### Study text
::::

So far, this all seems pretty normal in today’s industrial context, if it weren’t for the technological and connective level that these lines come with, thanks to the supervisor. Each line has its own supervisor: this is a software active on a workstation with a 21” screen at the beginning of the line which acts as its real interconnected brain. This brain not only manages the path, the pauses, the timing of activities and cycles of each case, but is also equipped with a remote control function. This means that the Cell Leader, the Manufacturing Engineer or the technical supervisors of the Brindisi Center of Excellence at any moment, wherever they may be – thanks to a simple internet access and their own pc – can monitor, verify and even take operative control of a supervisor software active on a production line. In the middle of the night, during shift changes, Sunday evenings or during a national holiday: no problem, any kind of glitch or urgent need can be handled in an ‘unmanned’ manner, without any physical presence at that moment.
Brilliant, no? But at this point, where is the ‘digital’ part? The Brindisi team has added a Smart Shop corner: an “industrial triptych” consisting of three 4-meter high walls with a 65-inch touchscreen at its center. Smart Shop is inside this screen and can be consulted, or rather is used, by all the operators and engineers of the Center of Excellence.

::::

### Entries supplied
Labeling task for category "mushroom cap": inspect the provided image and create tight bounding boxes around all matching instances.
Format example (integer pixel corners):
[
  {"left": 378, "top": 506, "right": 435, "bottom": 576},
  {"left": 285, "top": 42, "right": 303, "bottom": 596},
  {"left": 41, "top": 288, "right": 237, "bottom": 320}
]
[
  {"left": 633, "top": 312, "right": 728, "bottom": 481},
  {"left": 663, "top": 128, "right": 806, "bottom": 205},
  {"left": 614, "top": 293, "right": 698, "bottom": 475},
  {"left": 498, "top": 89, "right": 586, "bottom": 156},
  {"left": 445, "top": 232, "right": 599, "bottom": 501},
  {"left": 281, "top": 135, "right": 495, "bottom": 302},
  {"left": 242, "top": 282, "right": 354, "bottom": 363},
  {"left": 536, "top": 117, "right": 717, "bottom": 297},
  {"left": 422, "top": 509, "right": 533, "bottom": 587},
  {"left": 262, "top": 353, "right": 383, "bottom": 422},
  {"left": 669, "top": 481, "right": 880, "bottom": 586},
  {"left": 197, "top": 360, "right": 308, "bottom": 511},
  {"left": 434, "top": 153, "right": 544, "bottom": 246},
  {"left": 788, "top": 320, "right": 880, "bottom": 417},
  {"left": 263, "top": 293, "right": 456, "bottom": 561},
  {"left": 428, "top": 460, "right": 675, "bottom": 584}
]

::::

Update the passage on the Brindisi production lines from "Brilliant, no? But" up to and including "Center of Excellence.", replacing "touchscreen" with "display". The records come from a different source than the text.

### Task output
Brilliant, no? But at this point, where is the ‘digital’ part? The Brindisi team has added a Smart Shop corner: an “industrial triptych” consisting of three 4-meter high walls with a 65-inch display at its center. Smart Shop is inside this screen and can be consulted, or rather is used, by all the operators and engineers of the Center of Excellence.